> **Excerpts from a detection dataset**:
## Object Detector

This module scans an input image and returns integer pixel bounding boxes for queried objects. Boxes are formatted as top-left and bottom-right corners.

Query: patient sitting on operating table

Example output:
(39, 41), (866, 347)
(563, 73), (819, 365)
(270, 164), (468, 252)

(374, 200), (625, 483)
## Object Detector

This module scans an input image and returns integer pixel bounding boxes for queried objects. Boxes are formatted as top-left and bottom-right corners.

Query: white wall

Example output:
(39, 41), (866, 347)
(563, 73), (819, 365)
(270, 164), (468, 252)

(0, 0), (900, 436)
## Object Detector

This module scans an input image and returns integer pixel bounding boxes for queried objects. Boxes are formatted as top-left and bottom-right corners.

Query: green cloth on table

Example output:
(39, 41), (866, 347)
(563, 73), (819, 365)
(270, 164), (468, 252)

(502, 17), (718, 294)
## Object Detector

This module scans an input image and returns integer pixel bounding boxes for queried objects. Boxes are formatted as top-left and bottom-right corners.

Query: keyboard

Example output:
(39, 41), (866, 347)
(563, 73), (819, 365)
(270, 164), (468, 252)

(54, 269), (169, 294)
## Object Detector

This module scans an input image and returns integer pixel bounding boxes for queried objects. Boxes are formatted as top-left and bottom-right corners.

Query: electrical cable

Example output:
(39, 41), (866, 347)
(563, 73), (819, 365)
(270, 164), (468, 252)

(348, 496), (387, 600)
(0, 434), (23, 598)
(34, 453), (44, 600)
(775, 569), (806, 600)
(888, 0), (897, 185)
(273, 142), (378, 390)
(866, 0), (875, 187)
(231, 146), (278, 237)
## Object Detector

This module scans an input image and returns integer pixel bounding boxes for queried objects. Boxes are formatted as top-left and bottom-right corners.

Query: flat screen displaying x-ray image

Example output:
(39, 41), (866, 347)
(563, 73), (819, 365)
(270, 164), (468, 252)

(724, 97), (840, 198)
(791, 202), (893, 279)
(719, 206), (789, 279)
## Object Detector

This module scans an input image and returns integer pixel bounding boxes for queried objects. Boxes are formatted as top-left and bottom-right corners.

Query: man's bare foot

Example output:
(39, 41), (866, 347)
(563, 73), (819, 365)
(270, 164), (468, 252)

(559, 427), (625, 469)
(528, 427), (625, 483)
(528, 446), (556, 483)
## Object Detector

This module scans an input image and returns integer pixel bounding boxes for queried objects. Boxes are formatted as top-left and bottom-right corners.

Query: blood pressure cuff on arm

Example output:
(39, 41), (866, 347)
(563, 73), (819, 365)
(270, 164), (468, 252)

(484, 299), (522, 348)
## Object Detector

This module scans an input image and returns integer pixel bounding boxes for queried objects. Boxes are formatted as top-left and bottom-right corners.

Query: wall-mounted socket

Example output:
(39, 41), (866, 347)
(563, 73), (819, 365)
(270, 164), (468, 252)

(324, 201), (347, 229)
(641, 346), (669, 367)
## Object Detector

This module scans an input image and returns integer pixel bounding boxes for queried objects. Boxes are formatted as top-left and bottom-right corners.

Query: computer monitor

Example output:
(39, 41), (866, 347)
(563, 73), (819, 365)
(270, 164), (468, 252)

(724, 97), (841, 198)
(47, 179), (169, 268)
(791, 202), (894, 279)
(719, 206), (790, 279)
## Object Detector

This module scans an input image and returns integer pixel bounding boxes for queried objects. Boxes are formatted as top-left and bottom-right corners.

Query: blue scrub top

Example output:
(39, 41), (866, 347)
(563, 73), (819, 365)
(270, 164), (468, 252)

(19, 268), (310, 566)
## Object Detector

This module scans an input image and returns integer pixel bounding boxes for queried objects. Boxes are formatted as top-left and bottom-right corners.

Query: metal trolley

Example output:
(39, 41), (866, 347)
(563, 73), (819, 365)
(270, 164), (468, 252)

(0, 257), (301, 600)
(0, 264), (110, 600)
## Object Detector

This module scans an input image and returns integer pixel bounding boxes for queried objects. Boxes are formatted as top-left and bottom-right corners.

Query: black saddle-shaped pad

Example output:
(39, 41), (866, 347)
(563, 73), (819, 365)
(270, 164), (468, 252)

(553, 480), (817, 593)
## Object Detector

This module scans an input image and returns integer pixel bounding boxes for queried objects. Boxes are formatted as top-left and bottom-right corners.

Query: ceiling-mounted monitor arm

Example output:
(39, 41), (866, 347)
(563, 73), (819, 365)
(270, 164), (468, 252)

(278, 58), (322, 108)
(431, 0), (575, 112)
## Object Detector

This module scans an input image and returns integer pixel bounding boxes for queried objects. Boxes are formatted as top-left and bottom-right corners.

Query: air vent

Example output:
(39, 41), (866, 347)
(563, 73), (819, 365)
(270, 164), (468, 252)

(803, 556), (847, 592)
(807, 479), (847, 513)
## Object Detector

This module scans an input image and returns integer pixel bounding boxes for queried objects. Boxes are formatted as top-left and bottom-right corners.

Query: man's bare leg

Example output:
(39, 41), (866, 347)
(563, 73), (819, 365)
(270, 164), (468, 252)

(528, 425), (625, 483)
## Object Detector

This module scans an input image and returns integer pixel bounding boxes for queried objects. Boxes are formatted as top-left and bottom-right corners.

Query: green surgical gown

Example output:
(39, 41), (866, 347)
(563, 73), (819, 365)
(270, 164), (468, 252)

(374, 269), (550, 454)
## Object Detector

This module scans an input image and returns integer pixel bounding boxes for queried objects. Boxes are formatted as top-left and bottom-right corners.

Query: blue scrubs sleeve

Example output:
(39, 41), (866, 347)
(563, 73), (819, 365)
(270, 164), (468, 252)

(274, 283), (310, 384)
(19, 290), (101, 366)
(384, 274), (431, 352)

> **Your objective**:
Reproduce the entire listing above line for line, with no changes.

> **The completed task**:
## Object Detector

This module scans an input image and returns integer pixel bounding boxes for queried objects. Boxes are formatted as top-left and bottom-right corners.

Query: patient sitting on operating table

Example output:
(39, 41), (866, 347)
(563, 73), (819, 365)
(270, 164), (468, 252)

(374, 200), (625, 483)
## Object Detector

This module scans an input image and returns integer pixel bounding boxes for queried objects. Boxes are formatted as top-left and bottom-right corners.

Query: white wall

Example output:
(39, 41), (866, 347)
(563, 73), (819, 365)
(270, 164), (468, 252)

(0, 0), (900, 436)
## Object Detector

This module scans an input image and returns integer pixel bounding boxes for queried objects. Boxes are formatted as top-left and bottom-right corners.

Query: green cloth on table

Example output:
(39, 41), (866, 347)
(563, 73), (819, 365)
(270, 164), (468, 252)

(502, 17), (718, 294)
## Object Detector

This module scans an input image and returns integer pixel bounding boxes for queried objects. Boxes are formatted as top-left and bottom-right corners.

Query: keyboard

Example output:
(39, 41), (866, 347)
(563, 73), (819, 365)
(270, 164), (468, 252)

(54, 269), (169, 294)
## Object Detector

This module scans an input image and returns integer pixel bounding boxes for queried objects. Boxes are formatted as top-left and bottom-right corners.

Query: electrical cable

Example output:
(39, 41), (866, 347)
(563, 73), (819, 365)
(270, 164), (468, 252)

(348, 496), (387, 600)
(0, 434), (23, 598)
(34, 453), (44, 600)
(775, 569), (806, 600)
(888, 0), (897, 185)
(273, 142), (378, 390)
(866, 0), (875, 187)
(231, 146), (278, 237)
## Object Detector

This module scans an input image and returns integer pixel bounding boxes for queried objects. Boxes are formatted as top-left and bottom-right corners.

Query: flat screen displaying x-ray image

Example output:
(39, 41), (866, 347)
(563, 73), (819, 365)
(270, 164), (468, 252)

(724, 97), (840, 198)
(791, 202), (893, 279)
(719, 206), (789, 279)
## Object Detector

This module scans an input image and returns integer pixel bounding boxes for queried objects. Boxes are formatted as top-left and bottom-right corners.

Query: man's bare foot

Example output:
(39, 41), (866, 347)
(563, 73), (819, 365)
(270, 164), (468, 252)

(559, 427), (625, 469)
(528, 427), (625, 483)
(528, 446), (556, 483)
## Object Detector

This module scans an input image and returns integer pixel bounding boxes for queried objects. Boxes are formatted as top-left and bottom-right corners.

Query: blood pressure cuff on arm

Example output:
(39, 41), (866, 347)
(563, 73), (819, 365)
(270, 164), (468, 252)

(484, 299), (522, 348)
## Object Detector

This module scans an input image and returns integer pixel bounding boxes for queried objects. Boxes are formatted as top-left and bottom-right corners.

Query: wall-mounted socket

Example output:
(39, 41), (866, 347)
(563, 73), (819, 365)
(270, 164), (468, 252)

(324, 201), (347, 229)
(641, 346), (669, 367)
## Object Detector

This module scans an input image and returns integer pixel bounding boxes for queried objects. Boxes are formatted as top-left and bottom-right corners.

Query: computer monitor

Example output:
(39, 41), (866, 347)
(563, 73), (819, 365)
(270, 164), (468, 252)

(724, 97), (841, 198)
(47, 179), (169, 268)
(791, 202), (894, 279)
(719, 206), (790, 279)
## Object Detector

This module scans an input image and returns integer pixel bounding boxes for queried objects. Boxes are formatted as top-left and bottom-right corners.

Query: blue scrub top

Example output:
(39, 41), (866, 347)
(563, 73), (819, 365)
(270, 164), (468, 252)

(19, 268), (310, 566)
## Object Detector

This module scans an input image and returns integer pixel bounding boxes for queried objects. Boxes are formatted as top-left and bottom-right corners.

Query: metal trolley

Example output:
(39, 41), (866, 347)
(563, 73), (819, 365)
(270, 164), (468, 252)

(0, 257), (301, 600)
(0, 264), (110, 600)
## Object Detector

This module scans an input image and returns integer pixel bounding boxes for queried objects. Boxes are formatted as top-left and bottom-right corners.

Query: black saddle-shaped pad

Example output:
(39, 41), (866, 347)
(563, 73), (819, 365)
(270, 164), (468, 252)

(553, 480), (817, 593)
## Object Detector

This module scans an input image and returns integer pixel bounding boxes for queried objects. Boxes are formatted as top-left and bottom-right corners.

Query: ceiling-mounted monitor arm

Example output:
(39, 41), (866, 347)
(563, 73), (819, 365)
(270, 164), (468, 252)

(278, 58), (322, 108)
(431, 0), (575, 112)
## Object Detector

This module scans an input image and returns integer pixel bounding boxes for queried objects. Boxes are formatted as top-left and bottom-right corners.

Query: air vent

Example output:
(39, 41), (866, 347)
(563, 73), (819, 365)
(270, 164), (468, 252)

(803, 556), (847, 592)
(807, 479), (847, 513)
## Object Detector

This module scans an input image and returns integer pixel bounding boxes for queried objects. Boxes are formatted as top-left and bottom-right corners.

Query: man's bare leg

Example output:
(39, 41), (866, 347)
(563, 73), (819, 365)
(270, 164), (468, 252)

(528, 425), (625, 483)
## Object Detector

This module scans an input image and returns integer pixel bounding boxes for queried objects. Boxes are formatted as top-left and bottom-right corners.

Query: green surgical gown

Example output:
(39, 41), (866, 347)
(563, 73), (819, 365)
(270, 164), (468, 252)

(374, 269), (550, 454)
## Object Detector

This module scans an input image and returns integer pixel bounding boxes for queried objects. Boxes are formatted as top-left and bottom-right corners.

Query: blue scrubs sleeve

Example output:
(39, 41), (866, 347)
(563, 73), (819, 365)
(270, 164), (468, 252)

(274, 283), (310, 384)
(19, 290), (101, 366)
(384, 274), (431, 352)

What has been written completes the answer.